%%

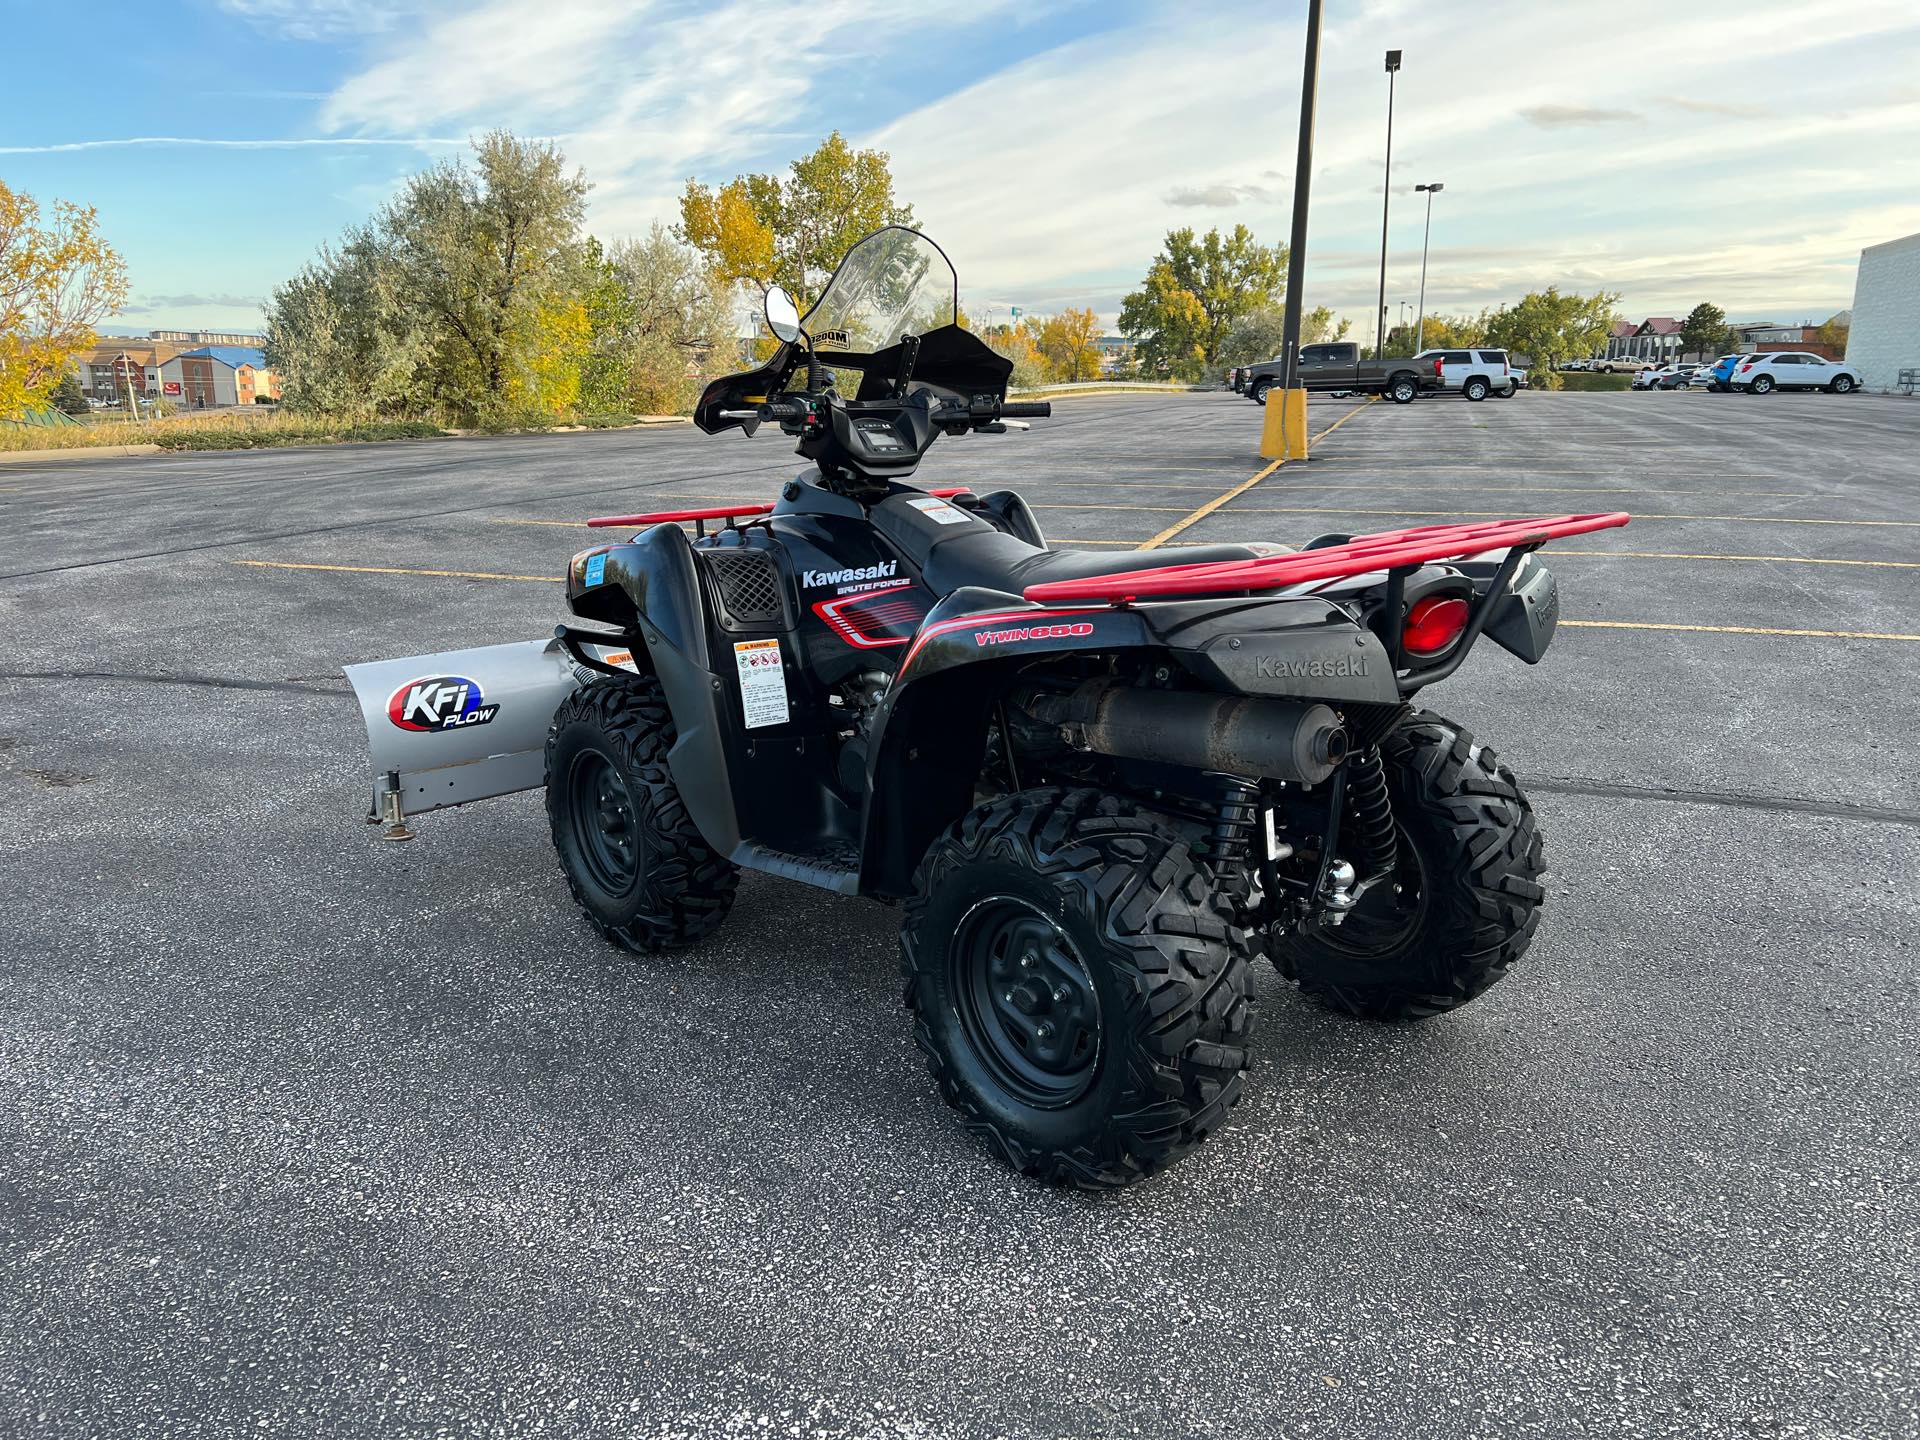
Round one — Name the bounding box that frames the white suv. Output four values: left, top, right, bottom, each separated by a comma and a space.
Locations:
1414, 348, 1514, 401
1729, 352, 1860, 395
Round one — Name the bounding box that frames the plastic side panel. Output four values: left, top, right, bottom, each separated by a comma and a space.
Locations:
344, 637, 586, 817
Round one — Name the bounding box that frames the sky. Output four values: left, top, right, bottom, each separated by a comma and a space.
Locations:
4, 0, 1917, 338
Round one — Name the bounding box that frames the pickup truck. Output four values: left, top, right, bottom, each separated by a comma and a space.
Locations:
1239, 341, 1433, 406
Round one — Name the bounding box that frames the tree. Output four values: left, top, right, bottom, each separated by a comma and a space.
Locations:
266, 228, 433, 417
50, 371, 89, 415
1816, 312, 1850, 354
589, 226, 739, 415
678, 132, 914, 309
981, 321, 1048, 390
1119, 226, 1286, 380
1482, 289, 1620, 389
1220, 304, 1349, 366
1680, 302, 1732, 360
1035, 307, 1103, 382
379, 131, 592, 419
0, 180, 127, 420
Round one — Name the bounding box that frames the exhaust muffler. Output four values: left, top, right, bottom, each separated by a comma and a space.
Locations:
1019, 681, 1348, 785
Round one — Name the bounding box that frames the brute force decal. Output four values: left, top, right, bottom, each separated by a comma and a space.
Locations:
386, 675, 500, 732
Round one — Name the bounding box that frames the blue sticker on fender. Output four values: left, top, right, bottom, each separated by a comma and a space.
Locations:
584, 553, 607, 587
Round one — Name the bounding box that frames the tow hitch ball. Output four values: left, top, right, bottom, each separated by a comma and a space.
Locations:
1320, 859, 1358, 925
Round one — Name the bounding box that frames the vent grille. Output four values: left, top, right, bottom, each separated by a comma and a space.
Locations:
703, 548, 783, 624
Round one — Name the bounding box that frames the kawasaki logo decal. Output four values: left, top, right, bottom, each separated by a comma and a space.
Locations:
804, 561, 897, 589
1253, 654, 1370, 679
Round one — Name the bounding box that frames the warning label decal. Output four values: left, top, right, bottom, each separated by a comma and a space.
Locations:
732, 638, 788, 729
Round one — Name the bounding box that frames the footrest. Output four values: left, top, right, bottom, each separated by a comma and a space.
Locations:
733, 840, 861, 895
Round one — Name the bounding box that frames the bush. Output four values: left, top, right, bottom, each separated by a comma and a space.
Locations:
1555, 372, 1633, 392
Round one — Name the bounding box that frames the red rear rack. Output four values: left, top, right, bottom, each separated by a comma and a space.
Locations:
1022, 512, 1631, 604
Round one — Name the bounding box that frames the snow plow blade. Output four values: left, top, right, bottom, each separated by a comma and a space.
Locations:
344, 635, 633, 833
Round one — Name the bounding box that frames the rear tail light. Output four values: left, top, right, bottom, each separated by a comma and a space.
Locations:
1433, 358, 1443, 377
1402, 596, 1471, 658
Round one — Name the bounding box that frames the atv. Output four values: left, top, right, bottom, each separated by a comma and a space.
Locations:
347, 226, 1629, 1189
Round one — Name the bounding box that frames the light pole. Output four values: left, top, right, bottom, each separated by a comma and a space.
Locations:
1414, 181, 1443, 352
1261, 0, 1322, 463
1375, 48, 1401, 359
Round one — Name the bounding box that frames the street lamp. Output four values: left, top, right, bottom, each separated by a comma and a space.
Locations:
1414, 181, 1443, 352
1375, 48, 1401, 359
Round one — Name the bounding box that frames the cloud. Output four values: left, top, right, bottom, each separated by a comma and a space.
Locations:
1518, 104, 1643, 129
1164, 183, 1281, 208
213, 0, 425, 40
124, 293, 266, 310
1659, 97, 1767, 119
0, 136, 467, 155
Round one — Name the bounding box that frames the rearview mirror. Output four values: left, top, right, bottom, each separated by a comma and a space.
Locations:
764, 286, 802, 344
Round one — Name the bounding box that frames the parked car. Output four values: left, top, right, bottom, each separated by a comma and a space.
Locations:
1240, 341, 1437, 406
1504, 364, 1529, 396
1659, 364, 1700, 390
1412, 347, 1512, 401
1594, 357, 1650, 374
1558, 358, 1590, 372
1693, 355, 1742, 391
1227, 367, 1245, 393
1728, 352, 1861, 395
1633, 364, 1678, 389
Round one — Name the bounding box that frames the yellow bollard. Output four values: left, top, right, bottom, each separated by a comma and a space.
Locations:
1258, 386, 1310, 462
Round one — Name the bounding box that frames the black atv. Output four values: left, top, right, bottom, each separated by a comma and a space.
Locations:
347, 226, 1629, 1188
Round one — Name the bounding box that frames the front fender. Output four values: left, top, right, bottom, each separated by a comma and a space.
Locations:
566, 521, 742, 854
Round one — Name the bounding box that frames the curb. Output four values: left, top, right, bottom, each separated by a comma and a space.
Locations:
0, 444, 162, 465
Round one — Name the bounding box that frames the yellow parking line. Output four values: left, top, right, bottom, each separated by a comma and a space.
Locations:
235, 559, 557, 582
1134, 404, 1377, 551
1134, 460, 1282, 549
1544, 549, 1919, 570
1563, 619, 1920, 642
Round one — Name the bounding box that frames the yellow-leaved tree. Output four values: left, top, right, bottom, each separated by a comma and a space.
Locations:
1036, 308, 1104, 383
0, 180, 128, 420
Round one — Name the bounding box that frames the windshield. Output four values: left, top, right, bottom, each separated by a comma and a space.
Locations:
802, 227, 957, 354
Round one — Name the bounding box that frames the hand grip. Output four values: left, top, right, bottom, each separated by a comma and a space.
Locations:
999, 402, 1051, 418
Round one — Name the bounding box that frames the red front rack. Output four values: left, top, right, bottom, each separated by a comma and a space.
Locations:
1022, 512, 1632, 604
588, 502, 775, 528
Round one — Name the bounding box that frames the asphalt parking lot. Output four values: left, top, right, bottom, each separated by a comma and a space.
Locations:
2, 388, 1916, 1439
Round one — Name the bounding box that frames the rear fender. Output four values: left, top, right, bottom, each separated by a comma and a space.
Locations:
857, 590, 1392, 894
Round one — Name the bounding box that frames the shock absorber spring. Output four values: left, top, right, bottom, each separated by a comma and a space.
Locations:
1344, 745, 1398, 880
1206, 776, 1262, 867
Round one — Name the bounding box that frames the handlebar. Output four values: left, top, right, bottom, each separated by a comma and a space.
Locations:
1000, 402, 1052, 418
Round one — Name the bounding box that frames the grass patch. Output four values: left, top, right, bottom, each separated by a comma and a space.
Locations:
154, 420, 447, 450
0, 409, 444, 452
1553, 372, 1634, 392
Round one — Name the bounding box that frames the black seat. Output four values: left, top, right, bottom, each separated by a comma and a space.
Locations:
870, 492, 1265, 598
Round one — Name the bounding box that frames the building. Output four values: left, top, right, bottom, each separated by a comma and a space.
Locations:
148, 329, 268, 348
157, 346, 282, 408
1846, 232, 1920, 393
74, 336, 183, 400
1602, 317, 1685, 364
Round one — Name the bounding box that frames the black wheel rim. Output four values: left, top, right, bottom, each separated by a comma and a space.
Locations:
951, 897, 1102, 1108
569, 750, 640, 896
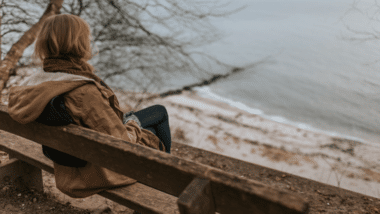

%%

What to work on. The string "fender" may appear in the lines of the records above. State how many lines contain it, with no other words.

Solution to this task. 3